To date, several prognostic signatures have been developed for predicting the survival of patients with ICC. In a previous study, Guo et al. comprehensively analysed and identified prognostic signatures, including seven mRNAs, for predicting recurrence in cholangiocarcinoma [54]. Mishra et al. identified nine genes which could also be strongly considered as prognostic markers of cholangiocarcinoma [49]. Huang et al. also identified three genes as pivotal tumour antigens of cholangiocarcinoma, which could benefit mRNA vaccine development [15]. Furthermore, our team and Xie et al. developed and validated a prognostic signature based on lncRNA-seq data [32, 55].

However, even though RBPs have been identified to have a crucial effects [20, 23, 56], a vital RBP-related risk model for ICC has not been reported yet. To our knowledge, we are the first to identify and construct the risk signature in ICC patients using two key RBPs. Notably, in the present study, this signature was verified in independent real-world cohorts.

In addition, the tumour immune microenvironment plays a pivotal role in the response to tumour immunotherapy [57]. Recently, a variety of studies has reported that immune cell infiltration and expression of immune checkpoints directly affect patient prognosis [58,59,60]. Therefore, we further investigated the relationship between immune cell infiltration and the risk signature. The results suggested that the high riskScore had more enrichments of resting NK cells and activated memory CD4 + T cells. We also revealed the relationship between the immune landscape and each RBP. Therefore, this signature was able to depict the immune landscape in ICC. This signature could also predict the efficacy of chemotherapeutic agents like docetaxel. Consequently, the signature could be considered as an indicator of ICC patients who may benefitted from immunotherapy and some chemotherapeutic drugs.

Although these findings and our model had a good capacity to predict the long-term survival of ICC patients, there are some limitations to this study. First, all transcriptomic data was obtained from a public database, and retrospective analysis was performed. Thus, selection bias was inevitable. Notably, we validated that PIWIL4 and SUPT5H expression pattern in ICC using the laboratory experiments, which indicated that both PIWIL4 and SUPT5H might involve tumour progression of ICC. Furthermore, we tentatively explored whether PIWIL4 and SUPT5H were highly related to the mTOR signalling pathway; however, the transcriptional regulation mechanism of PIWIL4 and SUPT5H still needs to be revealed, as well as their effect on tumour progression and long-term survival needs to be clarified. Thus, further laboratory experiments for validation of the mechanism are required.

[Collected data]
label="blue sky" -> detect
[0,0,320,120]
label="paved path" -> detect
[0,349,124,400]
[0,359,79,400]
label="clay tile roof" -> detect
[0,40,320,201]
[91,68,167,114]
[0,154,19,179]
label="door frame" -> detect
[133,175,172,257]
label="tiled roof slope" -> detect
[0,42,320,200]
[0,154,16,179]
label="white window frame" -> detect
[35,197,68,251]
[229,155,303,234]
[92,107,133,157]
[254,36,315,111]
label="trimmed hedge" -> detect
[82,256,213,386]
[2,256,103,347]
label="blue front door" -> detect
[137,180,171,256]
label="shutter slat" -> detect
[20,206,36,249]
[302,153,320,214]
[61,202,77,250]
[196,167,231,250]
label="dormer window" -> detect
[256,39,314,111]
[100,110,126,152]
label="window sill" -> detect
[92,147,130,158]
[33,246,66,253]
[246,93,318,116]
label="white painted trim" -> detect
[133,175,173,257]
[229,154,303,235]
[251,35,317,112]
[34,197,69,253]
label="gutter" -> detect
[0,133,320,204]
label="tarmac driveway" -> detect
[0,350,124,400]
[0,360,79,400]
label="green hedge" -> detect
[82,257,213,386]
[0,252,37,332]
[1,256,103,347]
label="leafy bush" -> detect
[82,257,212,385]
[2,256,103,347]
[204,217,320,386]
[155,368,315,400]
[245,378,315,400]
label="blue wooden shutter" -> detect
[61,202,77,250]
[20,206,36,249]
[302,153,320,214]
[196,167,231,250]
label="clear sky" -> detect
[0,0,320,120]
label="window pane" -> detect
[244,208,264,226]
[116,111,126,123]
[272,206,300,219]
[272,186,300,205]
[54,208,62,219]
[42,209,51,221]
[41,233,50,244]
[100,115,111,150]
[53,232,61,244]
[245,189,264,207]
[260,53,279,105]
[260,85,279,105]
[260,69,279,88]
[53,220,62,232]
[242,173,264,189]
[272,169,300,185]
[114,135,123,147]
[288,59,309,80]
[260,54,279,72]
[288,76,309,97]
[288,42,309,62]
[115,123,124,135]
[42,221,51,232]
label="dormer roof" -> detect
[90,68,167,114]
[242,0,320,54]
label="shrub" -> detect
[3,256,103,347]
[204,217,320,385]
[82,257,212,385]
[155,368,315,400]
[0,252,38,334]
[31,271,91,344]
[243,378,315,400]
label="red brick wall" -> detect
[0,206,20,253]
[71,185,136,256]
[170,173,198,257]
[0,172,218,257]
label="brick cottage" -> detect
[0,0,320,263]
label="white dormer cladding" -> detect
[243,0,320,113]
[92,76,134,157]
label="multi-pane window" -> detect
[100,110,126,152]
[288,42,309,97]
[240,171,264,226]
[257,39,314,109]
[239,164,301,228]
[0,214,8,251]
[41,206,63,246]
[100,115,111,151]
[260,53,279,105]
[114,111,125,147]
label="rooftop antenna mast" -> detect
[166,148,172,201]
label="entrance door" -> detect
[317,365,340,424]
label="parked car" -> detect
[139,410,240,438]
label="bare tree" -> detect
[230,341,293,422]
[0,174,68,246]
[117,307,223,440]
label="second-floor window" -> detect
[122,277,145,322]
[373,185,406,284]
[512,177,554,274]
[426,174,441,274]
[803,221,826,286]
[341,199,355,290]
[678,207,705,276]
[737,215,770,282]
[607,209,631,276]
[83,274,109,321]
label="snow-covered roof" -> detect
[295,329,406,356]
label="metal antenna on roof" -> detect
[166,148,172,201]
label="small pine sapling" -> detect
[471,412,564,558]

> Task requirements: In the text on the ICC risk signature, which chemotherapeutic agent is named as one whose efficacy the signature could predict? The data comes from a different source than the text.

> Result of the task: Docetaxel.